Filter the records down to the lines that hold the word "gray", and copy each of those lines.

—————

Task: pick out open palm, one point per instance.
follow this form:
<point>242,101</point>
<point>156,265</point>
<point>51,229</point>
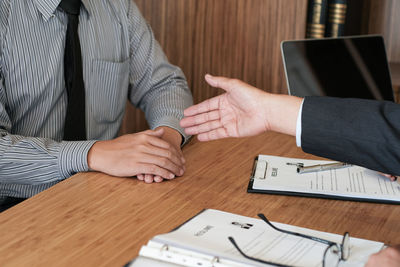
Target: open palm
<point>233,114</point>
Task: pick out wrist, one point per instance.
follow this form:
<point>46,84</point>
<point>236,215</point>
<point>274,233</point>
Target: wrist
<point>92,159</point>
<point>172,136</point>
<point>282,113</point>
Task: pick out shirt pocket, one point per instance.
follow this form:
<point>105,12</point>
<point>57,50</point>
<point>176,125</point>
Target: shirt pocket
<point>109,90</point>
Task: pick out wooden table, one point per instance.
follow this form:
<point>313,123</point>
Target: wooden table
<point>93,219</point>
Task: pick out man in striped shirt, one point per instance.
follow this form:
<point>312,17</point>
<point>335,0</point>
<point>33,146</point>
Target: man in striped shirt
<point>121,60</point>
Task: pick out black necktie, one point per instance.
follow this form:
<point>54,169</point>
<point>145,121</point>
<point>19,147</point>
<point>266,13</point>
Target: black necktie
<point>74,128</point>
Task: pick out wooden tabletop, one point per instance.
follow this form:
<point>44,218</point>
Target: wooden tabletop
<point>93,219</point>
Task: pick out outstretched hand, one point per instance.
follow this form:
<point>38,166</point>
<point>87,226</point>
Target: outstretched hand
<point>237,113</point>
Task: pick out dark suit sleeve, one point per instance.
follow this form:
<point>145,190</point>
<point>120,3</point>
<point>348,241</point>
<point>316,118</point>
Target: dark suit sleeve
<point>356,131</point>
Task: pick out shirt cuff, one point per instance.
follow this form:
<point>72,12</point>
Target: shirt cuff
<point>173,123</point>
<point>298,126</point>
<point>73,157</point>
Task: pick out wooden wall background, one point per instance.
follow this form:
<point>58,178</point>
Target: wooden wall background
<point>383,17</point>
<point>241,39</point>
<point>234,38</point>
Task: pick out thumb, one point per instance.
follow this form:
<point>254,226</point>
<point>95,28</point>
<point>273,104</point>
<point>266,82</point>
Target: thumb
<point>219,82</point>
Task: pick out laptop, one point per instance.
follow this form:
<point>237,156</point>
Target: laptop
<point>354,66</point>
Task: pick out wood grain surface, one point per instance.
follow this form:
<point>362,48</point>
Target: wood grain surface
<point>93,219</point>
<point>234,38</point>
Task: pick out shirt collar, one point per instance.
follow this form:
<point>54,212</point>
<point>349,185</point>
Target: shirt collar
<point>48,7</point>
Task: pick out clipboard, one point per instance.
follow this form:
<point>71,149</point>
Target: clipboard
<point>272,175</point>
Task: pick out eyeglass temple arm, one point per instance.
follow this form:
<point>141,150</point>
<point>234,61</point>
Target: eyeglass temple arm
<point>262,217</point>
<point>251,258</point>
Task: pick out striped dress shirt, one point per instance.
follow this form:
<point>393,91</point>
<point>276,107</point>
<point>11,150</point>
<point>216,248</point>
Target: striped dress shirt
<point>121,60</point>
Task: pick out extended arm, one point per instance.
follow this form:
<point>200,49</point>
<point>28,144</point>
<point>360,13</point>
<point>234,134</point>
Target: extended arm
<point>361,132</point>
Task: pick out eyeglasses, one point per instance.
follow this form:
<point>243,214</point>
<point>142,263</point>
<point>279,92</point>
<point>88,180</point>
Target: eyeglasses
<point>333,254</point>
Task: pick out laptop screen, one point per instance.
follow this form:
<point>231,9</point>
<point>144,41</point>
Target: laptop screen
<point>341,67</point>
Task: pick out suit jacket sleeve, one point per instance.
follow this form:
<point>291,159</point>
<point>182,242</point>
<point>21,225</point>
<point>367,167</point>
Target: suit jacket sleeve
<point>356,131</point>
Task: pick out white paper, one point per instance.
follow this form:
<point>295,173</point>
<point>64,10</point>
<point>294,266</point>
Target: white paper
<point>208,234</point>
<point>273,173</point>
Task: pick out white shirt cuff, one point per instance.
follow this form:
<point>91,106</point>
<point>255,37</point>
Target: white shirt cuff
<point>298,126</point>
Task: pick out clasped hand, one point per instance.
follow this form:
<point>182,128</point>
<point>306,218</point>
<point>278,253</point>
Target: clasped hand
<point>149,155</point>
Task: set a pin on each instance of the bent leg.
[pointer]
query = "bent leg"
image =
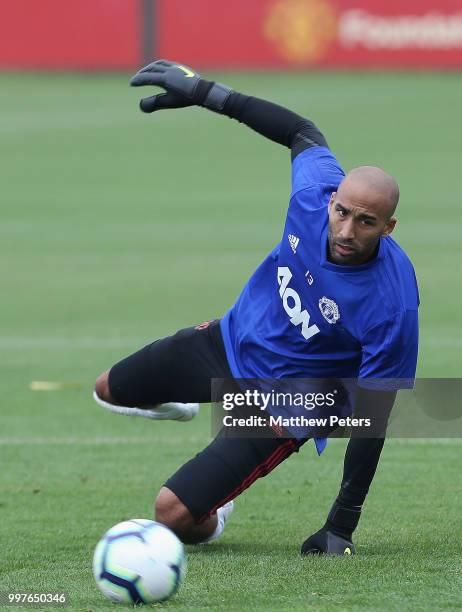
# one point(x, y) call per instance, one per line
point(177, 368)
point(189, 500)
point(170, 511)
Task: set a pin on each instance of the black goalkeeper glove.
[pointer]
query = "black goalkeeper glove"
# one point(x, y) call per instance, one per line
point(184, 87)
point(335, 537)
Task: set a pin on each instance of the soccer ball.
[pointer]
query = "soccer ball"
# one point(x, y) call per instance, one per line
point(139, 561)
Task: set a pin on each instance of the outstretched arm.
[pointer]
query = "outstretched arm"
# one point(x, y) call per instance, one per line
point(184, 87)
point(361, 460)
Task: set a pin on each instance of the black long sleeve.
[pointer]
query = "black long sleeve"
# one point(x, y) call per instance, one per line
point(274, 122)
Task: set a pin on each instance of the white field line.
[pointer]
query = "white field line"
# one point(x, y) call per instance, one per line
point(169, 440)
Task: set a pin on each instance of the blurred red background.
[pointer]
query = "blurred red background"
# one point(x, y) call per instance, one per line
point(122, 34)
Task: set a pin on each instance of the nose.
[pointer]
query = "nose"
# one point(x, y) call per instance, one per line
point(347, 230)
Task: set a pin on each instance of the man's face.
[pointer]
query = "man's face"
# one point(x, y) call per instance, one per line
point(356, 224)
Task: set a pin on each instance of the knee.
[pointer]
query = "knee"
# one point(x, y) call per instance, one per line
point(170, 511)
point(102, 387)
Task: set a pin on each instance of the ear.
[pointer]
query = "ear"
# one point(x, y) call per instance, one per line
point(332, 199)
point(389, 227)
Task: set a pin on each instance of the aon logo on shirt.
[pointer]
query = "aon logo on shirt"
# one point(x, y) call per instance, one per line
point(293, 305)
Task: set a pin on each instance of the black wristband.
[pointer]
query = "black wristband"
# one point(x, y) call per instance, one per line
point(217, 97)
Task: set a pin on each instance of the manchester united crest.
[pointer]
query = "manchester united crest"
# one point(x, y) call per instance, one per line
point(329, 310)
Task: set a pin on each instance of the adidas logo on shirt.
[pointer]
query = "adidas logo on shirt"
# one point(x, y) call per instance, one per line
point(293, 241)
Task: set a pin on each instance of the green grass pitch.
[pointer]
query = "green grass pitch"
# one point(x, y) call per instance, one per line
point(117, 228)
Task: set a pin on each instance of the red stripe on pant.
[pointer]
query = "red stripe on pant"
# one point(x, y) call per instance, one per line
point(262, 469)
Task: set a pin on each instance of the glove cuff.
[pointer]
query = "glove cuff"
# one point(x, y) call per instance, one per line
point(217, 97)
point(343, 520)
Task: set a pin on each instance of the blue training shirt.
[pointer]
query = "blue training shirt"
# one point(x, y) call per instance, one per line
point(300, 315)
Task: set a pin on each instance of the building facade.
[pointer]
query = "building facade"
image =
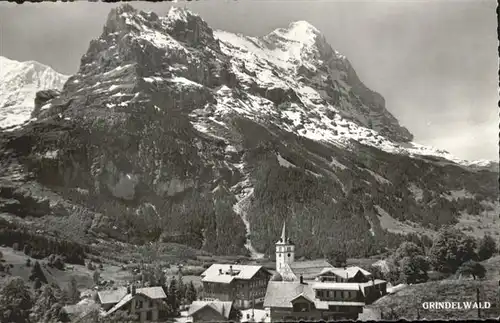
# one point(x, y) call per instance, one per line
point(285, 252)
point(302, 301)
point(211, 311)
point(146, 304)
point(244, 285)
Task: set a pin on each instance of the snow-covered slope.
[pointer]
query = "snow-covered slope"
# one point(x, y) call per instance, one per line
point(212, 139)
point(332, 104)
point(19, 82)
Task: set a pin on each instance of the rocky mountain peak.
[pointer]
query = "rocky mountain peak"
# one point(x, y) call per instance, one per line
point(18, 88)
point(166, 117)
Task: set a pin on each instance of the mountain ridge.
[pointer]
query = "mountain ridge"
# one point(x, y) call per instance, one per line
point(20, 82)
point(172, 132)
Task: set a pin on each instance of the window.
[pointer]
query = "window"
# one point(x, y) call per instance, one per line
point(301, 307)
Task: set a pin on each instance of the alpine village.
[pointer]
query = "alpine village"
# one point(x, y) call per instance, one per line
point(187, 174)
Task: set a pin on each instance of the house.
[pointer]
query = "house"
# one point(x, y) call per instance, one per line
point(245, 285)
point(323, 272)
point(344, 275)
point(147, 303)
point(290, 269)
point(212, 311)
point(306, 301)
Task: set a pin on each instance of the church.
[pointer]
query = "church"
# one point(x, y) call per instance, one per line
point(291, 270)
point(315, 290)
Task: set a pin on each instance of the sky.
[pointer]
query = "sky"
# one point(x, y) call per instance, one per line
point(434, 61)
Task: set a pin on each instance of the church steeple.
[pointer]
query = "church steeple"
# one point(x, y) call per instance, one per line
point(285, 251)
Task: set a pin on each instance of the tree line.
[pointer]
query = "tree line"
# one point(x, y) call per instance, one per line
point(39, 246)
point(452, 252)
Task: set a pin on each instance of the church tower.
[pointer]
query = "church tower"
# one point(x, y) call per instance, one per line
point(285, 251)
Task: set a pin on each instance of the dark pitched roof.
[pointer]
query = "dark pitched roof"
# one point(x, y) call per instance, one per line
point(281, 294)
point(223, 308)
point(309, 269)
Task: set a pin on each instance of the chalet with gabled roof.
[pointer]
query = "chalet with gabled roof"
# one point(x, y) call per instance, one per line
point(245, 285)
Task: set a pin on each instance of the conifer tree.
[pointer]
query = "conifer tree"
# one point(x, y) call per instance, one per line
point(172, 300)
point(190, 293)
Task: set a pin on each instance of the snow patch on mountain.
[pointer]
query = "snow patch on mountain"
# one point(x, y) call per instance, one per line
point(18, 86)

—————

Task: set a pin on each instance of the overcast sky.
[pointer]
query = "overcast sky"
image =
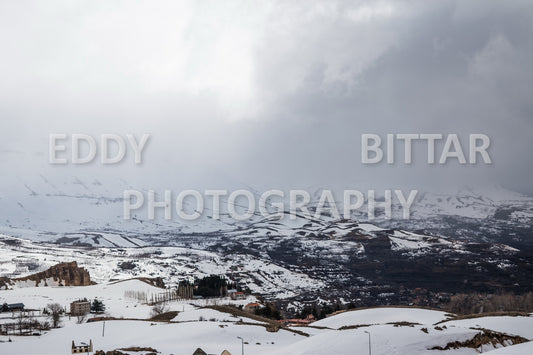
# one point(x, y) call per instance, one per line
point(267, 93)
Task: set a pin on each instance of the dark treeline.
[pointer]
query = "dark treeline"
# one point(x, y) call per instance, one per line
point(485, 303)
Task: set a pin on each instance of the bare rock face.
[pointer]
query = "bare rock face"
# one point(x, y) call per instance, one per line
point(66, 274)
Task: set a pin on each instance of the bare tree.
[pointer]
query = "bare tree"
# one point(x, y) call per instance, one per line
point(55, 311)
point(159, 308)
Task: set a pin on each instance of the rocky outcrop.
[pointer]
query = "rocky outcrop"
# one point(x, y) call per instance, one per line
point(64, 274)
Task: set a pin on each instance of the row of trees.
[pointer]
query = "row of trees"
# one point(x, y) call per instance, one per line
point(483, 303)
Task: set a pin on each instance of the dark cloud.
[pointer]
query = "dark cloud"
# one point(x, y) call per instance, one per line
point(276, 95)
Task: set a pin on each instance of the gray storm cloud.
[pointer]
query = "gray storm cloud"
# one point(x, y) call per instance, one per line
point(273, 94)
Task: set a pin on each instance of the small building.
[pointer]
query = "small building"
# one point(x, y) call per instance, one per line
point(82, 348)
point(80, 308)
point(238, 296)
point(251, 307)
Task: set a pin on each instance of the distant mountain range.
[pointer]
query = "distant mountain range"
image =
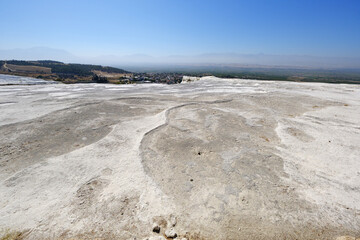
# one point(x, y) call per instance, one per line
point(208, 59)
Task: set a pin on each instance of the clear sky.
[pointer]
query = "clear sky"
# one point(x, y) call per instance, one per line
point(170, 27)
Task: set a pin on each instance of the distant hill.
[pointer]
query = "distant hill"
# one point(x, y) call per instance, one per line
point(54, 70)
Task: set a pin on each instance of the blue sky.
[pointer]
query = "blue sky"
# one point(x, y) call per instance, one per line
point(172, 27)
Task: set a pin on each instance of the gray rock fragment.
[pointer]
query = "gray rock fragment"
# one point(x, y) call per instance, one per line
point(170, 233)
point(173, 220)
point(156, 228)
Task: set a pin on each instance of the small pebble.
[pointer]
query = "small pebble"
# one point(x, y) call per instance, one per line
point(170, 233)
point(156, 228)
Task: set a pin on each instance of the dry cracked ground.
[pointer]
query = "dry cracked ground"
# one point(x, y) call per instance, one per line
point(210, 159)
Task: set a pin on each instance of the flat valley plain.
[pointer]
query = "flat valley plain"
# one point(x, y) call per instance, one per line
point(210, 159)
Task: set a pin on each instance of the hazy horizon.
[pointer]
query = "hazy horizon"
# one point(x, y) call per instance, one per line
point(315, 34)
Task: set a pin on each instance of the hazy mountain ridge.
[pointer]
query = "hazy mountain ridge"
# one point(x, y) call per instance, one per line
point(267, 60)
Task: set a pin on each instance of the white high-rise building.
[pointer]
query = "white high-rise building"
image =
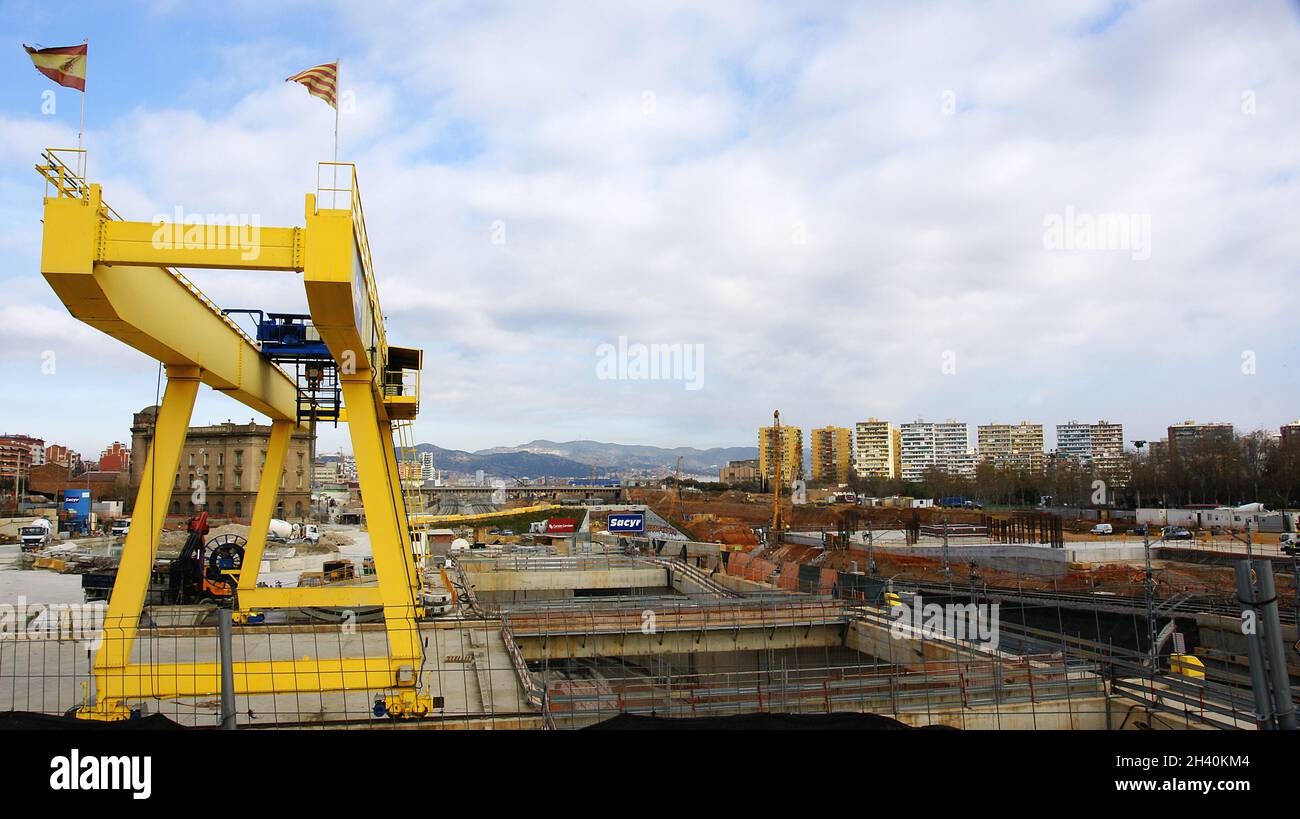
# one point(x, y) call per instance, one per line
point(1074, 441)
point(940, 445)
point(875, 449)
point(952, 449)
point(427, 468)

—————

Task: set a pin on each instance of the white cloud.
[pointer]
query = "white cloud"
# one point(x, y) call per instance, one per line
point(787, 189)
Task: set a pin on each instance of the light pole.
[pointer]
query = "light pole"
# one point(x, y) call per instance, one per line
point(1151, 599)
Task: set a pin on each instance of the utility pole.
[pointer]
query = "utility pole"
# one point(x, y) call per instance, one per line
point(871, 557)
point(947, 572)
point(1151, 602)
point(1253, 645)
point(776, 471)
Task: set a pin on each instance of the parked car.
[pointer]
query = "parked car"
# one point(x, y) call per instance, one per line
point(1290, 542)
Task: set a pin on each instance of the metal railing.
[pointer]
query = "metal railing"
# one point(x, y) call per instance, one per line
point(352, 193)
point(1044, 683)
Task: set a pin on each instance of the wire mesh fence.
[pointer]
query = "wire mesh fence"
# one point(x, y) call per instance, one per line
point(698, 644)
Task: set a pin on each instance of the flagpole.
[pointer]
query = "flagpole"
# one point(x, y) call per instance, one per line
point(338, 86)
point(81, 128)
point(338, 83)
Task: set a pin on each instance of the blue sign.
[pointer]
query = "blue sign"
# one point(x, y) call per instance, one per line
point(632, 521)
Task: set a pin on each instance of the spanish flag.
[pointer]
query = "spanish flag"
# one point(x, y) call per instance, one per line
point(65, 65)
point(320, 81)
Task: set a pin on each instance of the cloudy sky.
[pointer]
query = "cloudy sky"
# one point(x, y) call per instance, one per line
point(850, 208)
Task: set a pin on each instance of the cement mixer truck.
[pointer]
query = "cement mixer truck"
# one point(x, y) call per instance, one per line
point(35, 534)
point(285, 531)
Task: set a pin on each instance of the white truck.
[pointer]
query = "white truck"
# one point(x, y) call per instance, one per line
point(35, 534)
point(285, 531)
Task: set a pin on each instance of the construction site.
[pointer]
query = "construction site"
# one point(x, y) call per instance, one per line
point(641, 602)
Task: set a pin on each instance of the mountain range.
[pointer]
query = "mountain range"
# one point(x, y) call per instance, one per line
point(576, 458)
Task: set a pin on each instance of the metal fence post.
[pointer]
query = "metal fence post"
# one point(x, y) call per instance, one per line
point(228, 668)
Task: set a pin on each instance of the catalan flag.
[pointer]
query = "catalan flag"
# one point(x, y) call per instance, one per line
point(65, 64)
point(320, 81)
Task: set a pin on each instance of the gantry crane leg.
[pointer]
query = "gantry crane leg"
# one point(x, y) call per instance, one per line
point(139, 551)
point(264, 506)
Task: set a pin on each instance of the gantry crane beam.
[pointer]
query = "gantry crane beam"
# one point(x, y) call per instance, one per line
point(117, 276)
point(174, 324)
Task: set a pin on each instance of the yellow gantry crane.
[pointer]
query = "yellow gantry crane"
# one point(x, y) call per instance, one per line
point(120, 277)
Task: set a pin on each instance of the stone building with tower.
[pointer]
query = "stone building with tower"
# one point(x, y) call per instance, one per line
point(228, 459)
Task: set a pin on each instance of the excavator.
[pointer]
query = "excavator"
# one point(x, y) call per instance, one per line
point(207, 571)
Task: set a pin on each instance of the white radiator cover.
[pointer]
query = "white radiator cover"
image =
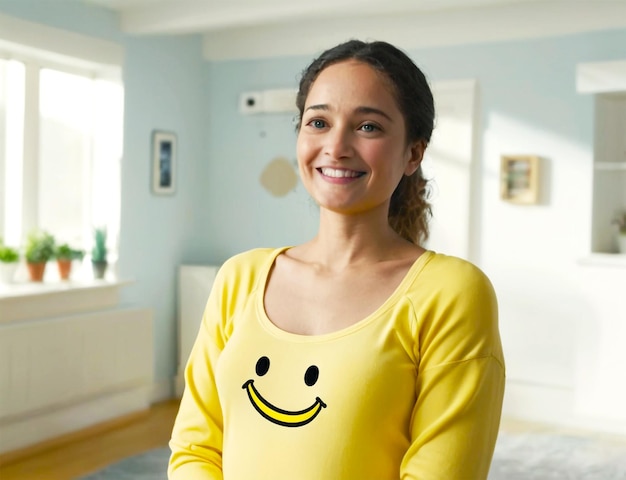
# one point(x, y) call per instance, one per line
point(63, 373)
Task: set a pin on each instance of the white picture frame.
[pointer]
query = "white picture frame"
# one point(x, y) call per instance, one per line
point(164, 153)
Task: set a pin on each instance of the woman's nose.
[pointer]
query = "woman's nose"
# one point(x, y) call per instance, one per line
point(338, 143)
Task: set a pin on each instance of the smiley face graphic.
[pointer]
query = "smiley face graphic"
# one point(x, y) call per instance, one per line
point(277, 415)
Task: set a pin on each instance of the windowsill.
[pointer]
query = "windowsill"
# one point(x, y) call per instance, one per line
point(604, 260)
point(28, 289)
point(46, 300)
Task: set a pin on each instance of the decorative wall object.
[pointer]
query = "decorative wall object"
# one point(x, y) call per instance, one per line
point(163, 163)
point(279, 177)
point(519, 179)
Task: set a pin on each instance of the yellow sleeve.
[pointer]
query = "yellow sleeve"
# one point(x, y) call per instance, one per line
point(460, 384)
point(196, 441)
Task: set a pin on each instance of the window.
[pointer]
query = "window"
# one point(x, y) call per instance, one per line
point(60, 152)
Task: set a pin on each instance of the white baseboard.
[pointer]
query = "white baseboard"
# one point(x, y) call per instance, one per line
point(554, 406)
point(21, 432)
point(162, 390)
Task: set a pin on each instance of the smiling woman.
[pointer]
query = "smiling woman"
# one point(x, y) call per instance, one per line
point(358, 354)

—————

*REPLY*
Task: set a pin on each instance of the gray storm cloud.
query = "gray storm cloud"
Task: set a pin on each instance of the gray rock fragment.
query = "gray rock fragment"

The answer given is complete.